━━━ AVAILABLE RECORDS ━━━
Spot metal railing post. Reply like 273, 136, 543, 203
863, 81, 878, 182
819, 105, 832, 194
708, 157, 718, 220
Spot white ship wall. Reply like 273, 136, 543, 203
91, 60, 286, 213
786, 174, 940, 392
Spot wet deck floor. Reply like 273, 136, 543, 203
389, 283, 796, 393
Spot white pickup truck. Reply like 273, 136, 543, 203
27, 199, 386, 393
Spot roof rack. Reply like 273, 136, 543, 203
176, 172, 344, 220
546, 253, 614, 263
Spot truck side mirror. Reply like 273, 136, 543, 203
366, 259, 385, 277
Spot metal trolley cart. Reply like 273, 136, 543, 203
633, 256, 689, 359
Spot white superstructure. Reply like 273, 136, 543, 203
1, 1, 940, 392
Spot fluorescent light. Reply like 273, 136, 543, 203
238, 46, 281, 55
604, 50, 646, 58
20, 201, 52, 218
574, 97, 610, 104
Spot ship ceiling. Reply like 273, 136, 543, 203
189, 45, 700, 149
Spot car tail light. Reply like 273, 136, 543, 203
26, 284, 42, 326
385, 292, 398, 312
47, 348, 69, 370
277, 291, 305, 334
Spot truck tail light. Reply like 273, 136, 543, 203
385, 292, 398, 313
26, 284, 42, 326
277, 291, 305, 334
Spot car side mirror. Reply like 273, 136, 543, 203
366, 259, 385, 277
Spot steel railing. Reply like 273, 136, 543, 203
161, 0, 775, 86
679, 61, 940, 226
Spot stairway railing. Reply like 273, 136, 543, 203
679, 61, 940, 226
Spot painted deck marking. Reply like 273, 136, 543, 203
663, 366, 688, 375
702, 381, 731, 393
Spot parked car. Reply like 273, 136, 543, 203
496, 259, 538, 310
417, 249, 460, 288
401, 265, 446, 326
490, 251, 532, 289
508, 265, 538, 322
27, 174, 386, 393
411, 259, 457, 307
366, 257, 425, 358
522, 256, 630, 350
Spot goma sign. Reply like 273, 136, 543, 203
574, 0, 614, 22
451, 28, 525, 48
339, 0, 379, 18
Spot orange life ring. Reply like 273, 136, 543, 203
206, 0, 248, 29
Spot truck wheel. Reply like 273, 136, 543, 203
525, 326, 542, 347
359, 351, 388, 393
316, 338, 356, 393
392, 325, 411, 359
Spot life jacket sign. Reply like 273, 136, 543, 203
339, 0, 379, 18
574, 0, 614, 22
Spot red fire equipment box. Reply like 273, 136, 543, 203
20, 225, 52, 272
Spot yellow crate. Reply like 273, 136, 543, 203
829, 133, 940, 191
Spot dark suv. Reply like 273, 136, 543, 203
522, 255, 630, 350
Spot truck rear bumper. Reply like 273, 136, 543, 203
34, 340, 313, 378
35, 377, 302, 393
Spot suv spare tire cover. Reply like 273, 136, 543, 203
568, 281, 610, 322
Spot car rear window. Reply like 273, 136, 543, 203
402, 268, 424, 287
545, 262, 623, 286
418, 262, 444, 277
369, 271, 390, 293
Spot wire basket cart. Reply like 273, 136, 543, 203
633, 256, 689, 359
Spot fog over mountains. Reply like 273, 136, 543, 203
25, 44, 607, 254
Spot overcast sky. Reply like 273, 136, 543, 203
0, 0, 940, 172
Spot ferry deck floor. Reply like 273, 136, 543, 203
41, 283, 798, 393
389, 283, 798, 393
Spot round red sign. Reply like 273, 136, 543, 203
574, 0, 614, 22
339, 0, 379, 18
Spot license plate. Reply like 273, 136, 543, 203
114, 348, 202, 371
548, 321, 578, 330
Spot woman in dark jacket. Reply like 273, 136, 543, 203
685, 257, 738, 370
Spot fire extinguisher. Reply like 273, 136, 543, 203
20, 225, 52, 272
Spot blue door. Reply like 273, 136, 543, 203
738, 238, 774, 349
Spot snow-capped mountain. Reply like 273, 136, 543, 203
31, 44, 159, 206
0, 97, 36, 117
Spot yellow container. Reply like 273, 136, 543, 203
━━━
Return the entire listing above verbatim, reproducing every line in order without changing, adding, or dropping anything.

◆ **SOLUTION FOR THIS TASK**:
Spot metal railing post. Reply like 273, 136, 543, 203
863, 81, 878, 182
819, 105, 832, 194
708, 157, 718, 220
Spot white ship wall. Reply like 273, 136, 543, 203
91, 60, 286, 213
786, 174, 940, 392
Spot wet deck floor. Reply like 273, 136, 543, 203
389, 283, 796, 393
Spot white pickup truck. Reply like 273, 136, 543, 203
27, 199, 386, 393
Spot roof rack. Reply like 273, 136, 543, 203
176, 172, 344, 220
546, 253, 614, 263
Spot truck side mirror. Reply like 273, 136, 543, 203
366, 259, 385, 277
Spot metal trolley cart. Reply like 273, 136, 543, 203
633, 256, 689, 359
Spot white superstructure. Reply like 273, 136, 543, 203
1, 1, 940, 392
Spot fluorescent light. Reply like 273, 136, 543, 203
238, 46, 281, 55
604, 50, 646, 58
20, 201, 52, 218
574, 97, 610, 104
Spot ship ceiling. Reply like 273, 136, 543, 203
189, 45, 700, 149
Spot car tail light. Reply like 273, 136, 543, 203
26, 284, 42, 326
385, 292, 398, 312
47, 348, 69, 370
277, 291, 305, 334
Spot truck tail light. Reply like 273, 136, 543, 203
385, 292, 398, 313
26, 284, 42, 326
277, 291, 305, 334
Spot car side mirror. Reply like 273, 136, 543, 203
366, 259, 385, 277
Spot steel railing. Reply like 273, 136, 543, 203
161, 0, 775, 86
679, 61, 940, 226
Spot stairway railing. Reply like 273, 136, 543, 203
679, 61, 940, 226
Spot painted deck marking. Reply like 273, 136, 543, 203
663, 366, 688, 375
702, 381, 731, 393
Spot parked car. Reply like 273, 136, 543, 203
496, 259, 538, 310
417, 249, 460, 288
401, 265, 446, 326
490, 251, 532, 289
508, 265, 538, 322
27, 174, 386, 393
411, 259, 457, 307
366, 257, 425, 358
522, 256, 630, 350
Spot goma sign. Reply like 273, 136, 543, 203
574, 0, 614, 22
451, 28, 525, 48
339, 0, 379, 18
Spot orange life ring. Reply like 273, 136, 543, 203
206, 0, 248, 29
Spot truck wheel. Reply like 273, 136, 543, 203
525, 326, 542, 347
359, 351, 388, 393
316, 338, 356, 393
392, 325, 411, 359
Spot life jacket sign. Reply like 273, 136, 543, 203
339, 0, 379, 18
574, 0, 614, 22
Spot red fire equipment box. Reply like 273, 136, 543, 203
20, 225, 52, 272
Spot yellow crate. Reply like 273, 136, 543, 203
829, 133, 940, 191
Spot dark suv. Reply like 273, 136, 543, 203
522, 255, 630, 350
Spot truck rear bumper. Reply like 273, 136, 543, 203
34, 340, 313, 378
35, 377, 302, 393
Spot suv spare tire cover. Reply like 273, 136, 543, 203
568, 281, 610, 322
Spot car rear window. Reply like 273, 136, 543, 203
402, 268, 424, 287
545, 262, 623, 286
418, 262, 444, 277
369, 271, 390, 293
Spot wire basket cart. Reply like 273, 136, 543, 203
633, 256, 689, 359
Spot fog over mountains. Reply like 273, 136, 543, 203
25, 44, 607, 254
Spot overcast sky. Reply like 273, 136, 543, 203
0, 0, 940, 172
Spot ferry deck floor. Reply like 273, 136, 543, 203
41, 283, 798, 393
389, 283, 798, 393
Spot round red sign. Reply like 273, 136, 543, 203
574, 0, 614, 22
339, 0, 379, 18
Spot license plate. Reply like 273, 136, 543, 203
114, 348, 202, 371
548, 321, 578, 330
Spot woman in dark jacket. Reply like 273, 136, 543, 203
685, 257, 738, 370
Spot fire extinguisher. Reply like 273, 136, 543, 203
20, 225, 52, 272
Spot blue door. Reply like 273, 136, 543, 203
738, 238, 774, 349
Spot snow-capped mountain. Reply like 273, 136, 543, 203
31, 44, 159, 206
0, 97, 36, 117
Spot yellow container. Reply like 273, 136, 543, 203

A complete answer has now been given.